## GIVEN REQUEST
Report each line in the records below that contains the string "Query", copying every such line in full.

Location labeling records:

------------------------------------------------------------

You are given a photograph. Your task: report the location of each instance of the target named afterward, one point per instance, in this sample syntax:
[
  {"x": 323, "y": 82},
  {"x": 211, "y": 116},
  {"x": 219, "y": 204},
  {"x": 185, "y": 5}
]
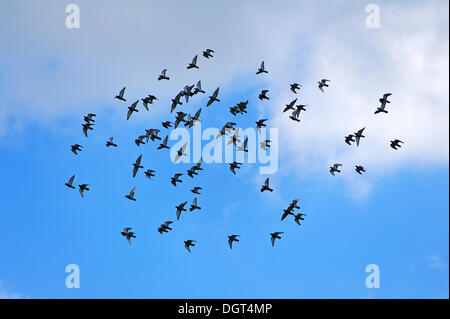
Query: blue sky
[{"x": 395, "y": 216}]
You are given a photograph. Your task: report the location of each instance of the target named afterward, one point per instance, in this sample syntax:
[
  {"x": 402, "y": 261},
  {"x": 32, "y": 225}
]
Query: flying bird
[
  {"x": 231, "y": 239},
  {"x": 274, "y": 236},
  {"x": 395, "y": 144},
  {"x": 193, "y": 64},
  {"x": 383, "y": 101},
  {"x": 323, "y": 83},
  {"x": 188, "y": 244},
  {"x": 335, "y": 168},
  {"x": 120, "y": 96},
  {"x": 213, "y": 98},
  {"x": 266, "y": 187},
  {"x": 261, "y": 69},
  {"x": 70, "y": 182},
  {"x": 163, "y": 76}
]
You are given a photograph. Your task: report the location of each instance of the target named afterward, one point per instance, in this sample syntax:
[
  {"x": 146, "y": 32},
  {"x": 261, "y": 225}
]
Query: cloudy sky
[{"x": 395, "y": 215}]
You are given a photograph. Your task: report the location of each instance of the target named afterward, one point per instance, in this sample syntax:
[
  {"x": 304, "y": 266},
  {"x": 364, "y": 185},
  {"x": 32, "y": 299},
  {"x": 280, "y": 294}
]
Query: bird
[
  {"x": 137, "y": 165},
  {"x": 181, "y": 152},
  {"x": 120, "y": 96},
  {"x": 176, "y": 179},
  {"x": 243, "y": 147},
  {"x": 149, "y": 173},
  {"x": 86, "y": 127},
  {"x": 294, "y": 87},
  {"x": 193, "y": 64},
  {"x": 163, "y": 76},
  {"x": 189, "y": 243},
  {"x": 198, "y": 88},
  {"x": 164, "y": 143},
  {"x": 395, "y": 144},
  {"x": 213, "y": 98},
  {"x": 128, "y": 234},
  {"x": 290, "y": 106},
  {"x": 231, "y": 239},
  {"x": 130, "y": 196},
  {"x": 110, "y": 142},
  {"x": 132, "y": 109},
  {"x": 194, "y": 205},
  {"x": 359, "y": 169},
  {"x": 207, "y": 53},
  {"x": 263, "y": 96},
  {"x": 180, "y": 208},
  {"x": 166, "y": 124},
  {"x": 323, "y": 83},
  {"x": 383, "y": 101},
  {"x": 275, "y": 235},
  {"x": 261, "y": 69},
  {"x": 70, "y": 182},
  {"x": 349, "y": 139},
  {"x": 75, "y": 148},
  {"x": 266, "y": 187},
  {"x": 83, "y": 187},
  {"x": 233, "y": 166},
  {"x": 358, "y": 135},
  {"x": 260, "y": 124},
  {"x": 335, "y": 168},
  {"x": 298, "y": 218}
]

------------------------------------------------------------

## FINAL RESULT
Query: blue sky
Query: flying bird
Query: cloudy sky
Query: bird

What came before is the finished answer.